• [Exercise instructions] Extract each line of the data below exactly as written.

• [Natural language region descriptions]
####
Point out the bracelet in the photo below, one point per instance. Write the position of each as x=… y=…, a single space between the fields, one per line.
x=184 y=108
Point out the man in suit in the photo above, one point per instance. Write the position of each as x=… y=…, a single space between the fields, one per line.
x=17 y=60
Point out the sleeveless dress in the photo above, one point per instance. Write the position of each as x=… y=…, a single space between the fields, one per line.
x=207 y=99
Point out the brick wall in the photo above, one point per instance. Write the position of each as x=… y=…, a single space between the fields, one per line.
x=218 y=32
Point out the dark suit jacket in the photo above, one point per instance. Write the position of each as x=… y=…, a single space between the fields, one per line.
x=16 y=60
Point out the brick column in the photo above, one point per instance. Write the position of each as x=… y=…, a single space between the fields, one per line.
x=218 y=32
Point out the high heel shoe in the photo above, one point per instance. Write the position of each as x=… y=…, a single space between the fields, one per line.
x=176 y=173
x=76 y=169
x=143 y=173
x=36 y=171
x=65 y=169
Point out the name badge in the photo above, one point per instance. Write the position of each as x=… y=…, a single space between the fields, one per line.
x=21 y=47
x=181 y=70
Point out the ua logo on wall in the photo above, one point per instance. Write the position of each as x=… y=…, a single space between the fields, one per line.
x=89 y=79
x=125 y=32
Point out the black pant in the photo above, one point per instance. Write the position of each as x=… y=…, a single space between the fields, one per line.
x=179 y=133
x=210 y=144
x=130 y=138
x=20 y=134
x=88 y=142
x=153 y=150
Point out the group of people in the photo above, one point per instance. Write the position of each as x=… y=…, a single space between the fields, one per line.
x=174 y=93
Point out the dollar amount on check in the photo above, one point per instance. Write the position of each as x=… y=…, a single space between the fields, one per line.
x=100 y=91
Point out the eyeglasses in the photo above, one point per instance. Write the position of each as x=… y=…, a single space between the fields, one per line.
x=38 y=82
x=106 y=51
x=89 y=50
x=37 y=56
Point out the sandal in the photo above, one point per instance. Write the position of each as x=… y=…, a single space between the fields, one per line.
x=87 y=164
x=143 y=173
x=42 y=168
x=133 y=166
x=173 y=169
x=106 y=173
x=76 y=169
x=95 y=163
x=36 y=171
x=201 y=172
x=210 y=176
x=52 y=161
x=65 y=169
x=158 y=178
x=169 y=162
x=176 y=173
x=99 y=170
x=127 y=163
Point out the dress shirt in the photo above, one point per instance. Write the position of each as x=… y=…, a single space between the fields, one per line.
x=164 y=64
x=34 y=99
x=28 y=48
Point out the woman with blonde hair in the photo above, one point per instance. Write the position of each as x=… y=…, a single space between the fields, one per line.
####
• [Task output]
Point out the bracelet in the photo below, one point per instance. Write the position of each as x=… y=…, a single space between the fields, one per line.
x=184 y=108
Point out the man in suit in the photo above, one point per instance. Write the position of each as x=… y=…, a single space between the fields, one per line.
x=17 y=60
Point out the sleeveless dress in the photo above, one point per instance. Write the position of each as x=… y=…, a single space between the fields, one per line.
x=207 y=99
Point out the brick wall in the photo above, one point per instance. Write the position of each as x=… y=…, a single space between the fields, one per line.
x=218 y=32
Point out the dark suit jacket in the photo above, one point per instance. Write the position of each as x=… y=…, a single space between the fields, one per line.
x=16 y=60
Point out the brick column in the photo above, one point per instance. Write the position of each as x=… y=…, a single space between the fields, one per line.
x=218 y=32
Point out the high heel shoe in the photo above, one point per instance. Write the position of each as x=… y=…, a single space between the fields, one per line.
x=176 y=173
x=76 y=169
x=143 y=173
x=36 y=171
x=65 y=169
Point out the name badge in the photo above, one point per instance. Write the position of each as x=… y=…, a single space between the fields, one per line.
x=21 y=47
x=181 y=70
Point out the ua logo on wall in the photo above, one point per instance. Write the position of each as x=… y=…, a single space between the fields, one per line.
x=89 y=79
x=125 y=32
Point out the black pant in the photo above, one point per instance. Write the position of each as x=… y=…, a single space between the fields, one per line.
x=179 y=133
x=210 y=144
x=130 y=138
x=20 y=134
x=88 y=142
x=153 y=150
Point out the group of people in the photo above, one point per instance. Write the position of each as x=… y=…, a single space between the fields, one per line.
x=174 y=93
Point out the dollar amount on check in the photo above, one point per instance. Write the position of each as x=… y=…, a single space between the fields, one per line.
x=100 y=91
Point out the eyeglasses in the photo above, one point per instance. Write the position of each as x=… y=…, a single space between the fields, one per line.
x=38 y=82
x=106 y=51
x=89 y=50
x=37 y=56
Point out the sandal in the photo above, one point per instance. Write the position of each as x=… y=…, a single space between the fields, one per line.
x=87 y=164
x=143 y=173
x=42 y=168
x=133 y=166
x=173 y=169
x=106 y=173
x=76 y=169
x=95 y=163
x=36 y=171
x=201 y=172
x=210 y=176
x=52 y=161
x=65 y=169
x=158 y=178
x=169 y=162
x=176 y=173
x=99 y=170
x=127 y=163
Point out the dress shirt in the photo above, one point per instance. Write the position of each as x=… y=…, a single space between the fields, one per line.
x=164 y=64
x=34 y=99
x=28 y=48
Point out the woman with blonde hair in the photo above, one point per instance. Write the position of each as x=… y=…, a single space between the fields, one per line.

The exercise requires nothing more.